## Task directions:
A faithful transcription of all the data is required.

[BEGIN Listing]

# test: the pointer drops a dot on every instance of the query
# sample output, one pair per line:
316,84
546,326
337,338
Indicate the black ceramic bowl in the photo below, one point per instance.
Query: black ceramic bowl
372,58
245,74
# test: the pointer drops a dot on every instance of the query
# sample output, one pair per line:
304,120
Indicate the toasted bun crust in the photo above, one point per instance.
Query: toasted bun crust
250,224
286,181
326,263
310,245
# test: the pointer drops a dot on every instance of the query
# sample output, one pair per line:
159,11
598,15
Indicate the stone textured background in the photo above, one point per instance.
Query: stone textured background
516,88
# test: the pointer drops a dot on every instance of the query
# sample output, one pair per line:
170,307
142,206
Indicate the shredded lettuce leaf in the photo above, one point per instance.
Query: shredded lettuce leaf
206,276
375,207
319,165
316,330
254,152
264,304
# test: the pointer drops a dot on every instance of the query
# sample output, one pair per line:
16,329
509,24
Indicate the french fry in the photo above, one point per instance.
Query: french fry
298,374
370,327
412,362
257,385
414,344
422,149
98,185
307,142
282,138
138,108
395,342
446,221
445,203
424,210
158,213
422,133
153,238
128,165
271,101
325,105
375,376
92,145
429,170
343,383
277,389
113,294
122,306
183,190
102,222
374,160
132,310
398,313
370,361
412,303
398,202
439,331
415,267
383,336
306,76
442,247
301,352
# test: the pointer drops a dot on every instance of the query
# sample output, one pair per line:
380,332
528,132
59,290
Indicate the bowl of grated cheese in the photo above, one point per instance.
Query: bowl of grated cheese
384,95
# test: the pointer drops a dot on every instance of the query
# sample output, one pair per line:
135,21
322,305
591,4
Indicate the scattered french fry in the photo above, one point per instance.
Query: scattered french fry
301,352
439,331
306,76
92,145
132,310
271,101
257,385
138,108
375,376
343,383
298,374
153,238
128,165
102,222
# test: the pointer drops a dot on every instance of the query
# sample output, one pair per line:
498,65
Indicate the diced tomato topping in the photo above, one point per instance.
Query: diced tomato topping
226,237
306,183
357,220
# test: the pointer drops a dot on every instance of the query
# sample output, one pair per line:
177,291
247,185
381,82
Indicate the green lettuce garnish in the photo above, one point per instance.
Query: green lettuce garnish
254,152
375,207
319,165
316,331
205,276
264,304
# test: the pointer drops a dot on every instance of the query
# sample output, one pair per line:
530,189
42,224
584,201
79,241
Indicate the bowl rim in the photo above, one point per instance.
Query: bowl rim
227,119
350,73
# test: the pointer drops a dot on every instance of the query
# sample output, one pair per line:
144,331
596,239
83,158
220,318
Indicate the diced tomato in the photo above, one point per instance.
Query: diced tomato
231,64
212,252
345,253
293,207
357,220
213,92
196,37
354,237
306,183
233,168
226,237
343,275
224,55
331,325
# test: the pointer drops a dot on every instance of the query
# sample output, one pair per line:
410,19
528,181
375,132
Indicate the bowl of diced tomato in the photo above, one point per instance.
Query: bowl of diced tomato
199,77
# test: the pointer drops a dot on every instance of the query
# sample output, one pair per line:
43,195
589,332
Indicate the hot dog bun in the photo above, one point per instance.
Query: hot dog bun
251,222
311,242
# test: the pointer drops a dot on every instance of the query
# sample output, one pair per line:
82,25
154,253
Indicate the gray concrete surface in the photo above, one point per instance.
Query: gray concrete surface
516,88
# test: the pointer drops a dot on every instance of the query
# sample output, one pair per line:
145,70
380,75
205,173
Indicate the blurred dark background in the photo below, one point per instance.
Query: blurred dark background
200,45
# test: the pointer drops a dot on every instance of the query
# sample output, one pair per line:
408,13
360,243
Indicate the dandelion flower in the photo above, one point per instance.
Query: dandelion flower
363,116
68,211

[END Listing]

## Answer to the exercise:
# test: the pointer drops a dot on every instance of the query
# sample output, one pair per line:
316,84
546,326
337,338
Indicate the black ceramic bowl in the photo below, one point per instance.
Query: black ceramic bowl
372,58
245,74
# test: the pointer drops a dot on every instance of the query
# sample output, one pair per line:
304,120
Indicate the toasted bun crust in the photo above, one point per instance.
Query: toasted bun crust
250,224
286,181
326,263
310,245
# test: the pointer drops a dot on every instance of the query
# sample output, one pair per line:
159,11
598,15
Indicate the stone textured background in the photo above, one point per instance.
Query: stone textured background
516,88
# test: the pointer drops a dot on every instance of the query
# sample output, one pair per line:
170,307
142,206
Indicate the shredded lettuce leaf in the photo above, one point per instance.
Query: shredded lettuce leaf
206,276
375,207
319,165
316,330
254,152
264,304
# test: the pointer drops a dot on every instance of the query
# sample output, one pair per line:
16,329
509,24
Indicate the french fry in the photo above, one point per instance.
Query: french fry
298,374
370,327
412,362
257,385
414,344
422,149
98,185
307,142
282,138
138,108
395,342
446,221
445,203
424,210
158,213
422,133
153,238
128,165
271,101
325,105
375,376
92,145
429,170
343,383
277,389
113,294
122,306
183,190
102,222
374,160
132,310
398,313
370,361
412,303
398,202
439,331
415,267
383,336
306,76
442,247
301,352
# test: the pointer drops a dot on every instance of the query
# sample output, one pair per line:
380,332
528,132
59,290
Indicate the bowl of grated cheese in the photo above, one point per instance.
Query: bowl of grated cheese
384,95
# test: the pointer drops a dot on every instance of the query
# sample output, one pair per line:
135,21
322,305
591,4
Indicate the scattered french fry in the photo above, one point per instance.
Query: scattered french fry
301,352
439,331
306,76
92,145
132,310
271,101
257,385
138,108
375,376
343,383
298,374
153,238
128,165
102,222
# test: the pointer drops a dot on every instance of the query
# sample output, one pair per line:
498,65
Indicate the diced tomato topping in the photo above, one point per instance.
Query: diced tomato topping
226,237
306,183
357,220
# test: the pointer drops a dot on every instance of the query
# sample output, one pair per line:
177,291
247,185
381,82
Indicate the green lettuce garnish in the photo above, one point per instance.
Query: green lettuce garnish
254,152
375,207
319,165
316,331
205,276
264,304
# test: the pointer drops a dot on every instance of the query
# sample output, one pair per line:
530,189
42,224
584,201
79,241
Indicate the bowl rim in the photo above, one point per instance.
Query: bowl rim
227,119
350,73
# test: the pointer drops a dot on every instance of the query
# sample output, one pair per line:
144,331
596,239
83,158
220,318
Indicate the diced tomato in the photo above, one point per instance.
Query: diced tomato
231,64
212,252
345,253
293,207
357,220
213,92
196,37
354,237
306,183
233,168
226,237
343,275
224,55
331,325
# test: the pointer drops a dot on every instance of the query
# sample output, one pair per line:
410,19
528,181
375,132
Indicate the bowl of diced tomato in the photo above, one point per instance.
Query: bowl of diced tomato
199,77
# test: the pointer drops a dot on every instance of the query
# sample output, one pair per line:
43,195
589,332
Indicate the hot dog bun in the photo above, one point per instance.
Query: hot dog bun
251,222
311,242
# test: the pointer drops a dot on every instance of the query
# sample output, one pair per line:
82,25
154,253
Indicate the gray concrete surface in the photo above, one point per instance.
Query: gray concrete surface
516,88
# test: the pointer drops a dot on every instance of the query
# sample output, one pair per line:
145,70
380,75
205,173
Indicate the blurred dark background in the photo below, one point per instance.
Query: blurred dark background
200,45
# test: the pointer drops a dot on every instance of the query
# sample output, one pair per line:
408,13
360,243
Indicate the dandelion flower in the photo above, one point per instance.
Query: dandelion flower
363,116
68,211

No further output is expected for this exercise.